Can you take the part that opens with the line containing "Every shrub — box them." and closes with the line containing "[346,44,356,91]", swap "palm tree trunk" for "palm trunk", and return only those lines with everything else unchanged?

Coordinate records with annotations

□ □ □ □ □ □ □

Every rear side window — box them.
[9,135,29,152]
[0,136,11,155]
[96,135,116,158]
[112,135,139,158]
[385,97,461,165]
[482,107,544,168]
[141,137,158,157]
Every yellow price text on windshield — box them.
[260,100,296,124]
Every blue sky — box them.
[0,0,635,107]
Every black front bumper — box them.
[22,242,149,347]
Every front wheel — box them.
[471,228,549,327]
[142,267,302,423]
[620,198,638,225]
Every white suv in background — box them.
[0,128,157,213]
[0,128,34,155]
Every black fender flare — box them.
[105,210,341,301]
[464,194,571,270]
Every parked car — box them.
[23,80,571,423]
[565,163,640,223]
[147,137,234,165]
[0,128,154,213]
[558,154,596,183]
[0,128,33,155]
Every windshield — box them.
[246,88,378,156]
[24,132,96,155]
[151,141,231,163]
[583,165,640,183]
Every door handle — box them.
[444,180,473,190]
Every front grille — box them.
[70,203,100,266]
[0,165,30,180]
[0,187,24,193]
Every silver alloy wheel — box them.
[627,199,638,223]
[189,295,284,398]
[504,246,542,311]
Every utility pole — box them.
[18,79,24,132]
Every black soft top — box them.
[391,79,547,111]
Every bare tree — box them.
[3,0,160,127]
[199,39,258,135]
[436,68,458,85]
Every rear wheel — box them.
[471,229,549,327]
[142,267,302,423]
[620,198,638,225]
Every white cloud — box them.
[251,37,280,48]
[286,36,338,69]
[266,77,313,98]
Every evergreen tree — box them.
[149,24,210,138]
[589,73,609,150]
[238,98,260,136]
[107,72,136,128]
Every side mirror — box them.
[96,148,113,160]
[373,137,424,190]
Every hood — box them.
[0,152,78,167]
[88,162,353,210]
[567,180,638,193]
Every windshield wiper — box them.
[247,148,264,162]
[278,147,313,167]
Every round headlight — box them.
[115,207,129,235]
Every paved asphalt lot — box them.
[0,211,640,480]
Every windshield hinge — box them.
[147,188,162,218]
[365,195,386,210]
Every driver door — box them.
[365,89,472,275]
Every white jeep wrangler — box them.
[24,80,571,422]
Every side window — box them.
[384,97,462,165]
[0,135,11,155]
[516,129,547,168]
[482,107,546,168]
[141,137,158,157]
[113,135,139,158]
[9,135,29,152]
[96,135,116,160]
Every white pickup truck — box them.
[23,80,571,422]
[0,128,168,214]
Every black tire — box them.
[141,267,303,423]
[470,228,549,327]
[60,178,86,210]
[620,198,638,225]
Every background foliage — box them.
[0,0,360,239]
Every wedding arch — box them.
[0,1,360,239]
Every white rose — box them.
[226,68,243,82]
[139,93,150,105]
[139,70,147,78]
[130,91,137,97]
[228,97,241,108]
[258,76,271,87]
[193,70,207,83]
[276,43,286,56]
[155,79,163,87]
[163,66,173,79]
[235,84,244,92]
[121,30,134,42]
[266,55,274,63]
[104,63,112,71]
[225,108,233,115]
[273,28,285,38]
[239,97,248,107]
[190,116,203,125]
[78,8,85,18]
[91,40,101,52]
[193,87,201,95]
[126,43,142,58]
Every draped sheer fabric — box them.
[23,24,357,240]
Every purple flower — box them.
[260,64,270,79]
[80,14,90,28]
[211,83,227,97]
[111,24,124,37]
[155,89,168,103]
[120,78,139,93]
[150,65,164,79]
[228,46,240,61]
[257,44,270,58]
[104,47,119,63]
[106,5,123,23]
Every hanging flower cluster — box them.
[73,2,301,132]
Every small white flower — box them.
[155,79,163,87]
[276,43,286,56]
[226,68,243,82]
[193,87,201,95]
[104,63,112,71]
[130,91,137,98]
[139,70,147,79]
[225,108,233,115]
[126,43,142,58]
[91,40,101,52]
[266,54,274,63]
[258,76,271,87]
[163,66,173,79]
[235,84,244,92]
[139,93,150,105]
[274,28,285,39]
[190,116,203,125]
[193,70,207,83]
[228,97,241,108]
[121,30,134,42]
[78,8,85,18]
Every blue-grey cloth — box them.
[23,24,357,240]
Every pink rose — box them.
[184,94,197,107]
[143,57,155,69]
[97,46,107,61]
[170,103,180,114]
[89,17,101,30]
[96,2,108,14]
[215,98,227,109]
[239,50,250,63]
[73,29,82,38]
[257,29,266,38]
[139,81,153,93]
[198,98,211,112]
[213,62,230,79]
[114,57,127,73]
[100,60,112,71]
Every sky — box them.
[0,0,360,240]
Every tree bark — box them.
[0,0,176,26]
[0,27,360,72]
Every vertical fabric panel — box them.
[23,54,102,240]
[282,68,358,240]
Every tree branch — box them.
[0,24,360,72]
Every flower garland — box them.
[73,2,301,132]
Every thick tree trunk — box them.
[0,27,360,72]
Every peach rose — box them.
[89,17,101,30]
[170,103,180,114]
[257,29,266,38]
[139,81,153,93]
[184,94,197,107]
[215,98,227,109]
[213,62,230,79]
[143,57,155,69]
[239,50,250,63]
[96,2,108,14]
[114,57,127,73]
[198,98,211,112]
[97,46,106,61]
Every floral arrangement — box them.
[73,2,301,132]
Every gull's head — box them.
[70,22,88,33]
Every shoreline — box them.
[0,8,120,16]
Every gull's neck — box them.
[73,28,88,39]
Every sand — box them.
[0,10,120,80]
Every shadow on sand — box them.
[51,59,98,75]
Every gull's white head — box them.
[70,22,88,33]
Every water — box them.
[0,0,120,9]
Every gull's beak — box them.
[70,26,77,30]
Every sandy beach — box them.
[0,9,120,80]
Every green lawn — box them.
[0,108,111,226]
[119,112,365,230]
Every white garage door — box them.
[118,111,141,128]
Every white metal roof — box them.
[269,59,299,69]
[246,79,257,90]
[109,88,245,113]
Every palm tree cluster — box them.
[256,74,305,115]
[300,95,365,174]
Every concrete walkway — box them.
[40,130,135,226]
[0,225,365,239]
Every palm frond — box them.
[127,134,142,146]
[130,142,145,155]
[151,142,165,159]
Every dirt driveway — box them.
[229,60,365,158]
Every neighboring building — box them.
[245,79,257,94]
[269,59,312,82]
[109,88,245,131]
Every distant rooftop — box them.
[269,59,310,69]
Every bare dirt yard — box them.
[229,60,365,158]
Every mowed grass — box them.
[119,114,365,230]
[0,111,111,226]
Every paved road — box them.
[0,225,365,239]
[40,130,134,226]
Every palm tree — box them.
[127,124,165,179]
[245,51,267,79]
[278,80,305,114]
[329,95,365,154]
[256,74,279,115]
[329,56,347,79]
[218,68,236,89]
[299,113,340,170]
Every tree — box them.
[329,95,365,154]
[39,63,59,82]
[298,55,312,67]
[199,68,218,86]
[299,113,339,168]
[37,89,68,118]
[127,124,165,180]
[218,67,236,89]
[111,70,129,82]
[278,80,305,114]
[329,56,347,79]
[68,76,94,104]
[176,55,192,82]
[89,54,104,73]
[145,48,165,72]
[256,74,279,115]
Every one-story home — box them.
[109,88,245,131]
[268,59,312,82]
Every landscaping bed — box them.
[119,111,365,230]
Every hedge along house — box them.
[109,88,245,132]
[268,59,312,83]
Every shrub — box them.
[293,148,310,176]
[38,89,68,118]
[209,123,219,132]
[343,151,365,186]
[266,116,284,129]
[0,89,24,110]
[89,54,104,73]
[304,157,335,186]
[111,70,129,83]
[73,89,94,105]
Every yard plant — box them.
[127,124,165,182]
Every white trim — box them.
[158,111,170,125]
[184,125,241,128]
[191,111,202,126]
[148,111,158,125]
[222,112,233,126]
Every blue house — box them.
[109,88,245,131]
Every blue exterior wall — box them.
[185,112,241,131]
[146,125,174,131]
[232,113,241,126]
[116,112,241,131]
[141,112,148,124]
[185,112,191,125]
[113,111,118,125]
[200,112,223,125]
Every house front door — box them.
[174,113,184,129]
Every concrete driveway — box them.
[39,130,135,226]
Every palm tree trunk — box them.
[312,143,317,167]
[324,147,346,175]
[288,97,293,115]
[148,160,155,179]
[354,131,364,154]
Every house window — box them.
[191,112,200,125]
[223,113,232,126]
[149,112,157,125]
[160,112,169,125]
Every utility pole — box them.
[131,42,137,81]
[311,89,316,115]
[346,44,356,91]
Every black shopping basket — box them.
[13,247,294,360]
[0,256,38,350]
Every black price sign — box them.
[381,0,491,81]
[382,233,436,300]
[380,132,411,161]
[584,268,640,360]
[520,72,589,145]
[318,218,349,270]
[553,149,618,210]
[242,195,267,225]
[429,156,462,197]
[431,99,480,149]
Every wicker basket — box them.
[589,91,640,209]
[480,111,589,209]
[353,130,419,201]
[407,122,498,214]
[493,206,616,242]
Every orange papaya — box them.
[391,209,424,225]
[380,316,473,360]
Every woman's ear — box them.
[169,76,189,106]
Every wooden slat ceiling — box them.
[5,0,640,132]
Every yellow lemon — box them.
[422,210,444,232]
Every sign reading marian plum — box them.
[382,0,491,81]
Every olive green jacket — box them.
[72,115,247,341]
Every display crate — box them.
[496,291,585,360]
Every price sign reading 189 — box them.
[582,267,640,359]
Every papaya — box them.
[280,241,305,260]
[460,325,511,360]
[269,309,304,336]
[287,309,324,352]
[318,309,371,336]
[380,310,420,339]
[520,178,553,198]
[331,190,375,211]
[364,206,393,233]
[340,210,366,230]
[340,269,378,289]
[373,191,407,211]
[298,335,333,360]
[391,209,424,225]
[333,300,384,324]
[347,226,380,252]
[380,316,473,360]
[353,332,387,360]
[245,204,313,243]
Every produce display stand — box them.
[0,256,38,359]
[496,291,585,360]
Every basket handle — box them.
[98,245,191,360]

□ □ □ □ □ □ □

• Answer to the task:
Every shrub — box them.
[293,148,310,176]
[38,89,68,118]
[209,123,219,132]
[343,151,365,186]
[266,116,284,129]
[0,89,24,110]
[89,54,104,73]
[304,157,335,186]
[111,70,129,83]
[73,89,94,105]
Every yard plant — box them.
[127,124,165,182]
Every white trim — box them.
[158,111,170,125]
[184,125,241,128]
[191,111,202,126]
[148,111,158,125]
[222,112,233,126]
Every blue house — box them.
[109,88,245,131]
Every blue exterior wall — box them.
[185,112,241,131]
[146,125,174,131]
[232,113,241,126]
[116,112,241,131]
[141,112,148,124]
[185,112,191,125]
[113,111,118,125]
[200,112,223,125]
Every house front door — box them.
[174,113,184,129]
Every concrete driveway — box them.
[39,130,135,226]
Every palm trunk — box them.
[312,143,317,167]
[324,147,346,175]
[288,97,293,115]
[148,160,155,179]
[354,131,364,154]
Every house window — box them.
[191,112,200,125]
[223,113,232,126]
[149,112,157,125]
[160,112,169,125]
Every utility pole — box them.
[131,42,137,81]
[311,89,316,115]
[346,44,356,91]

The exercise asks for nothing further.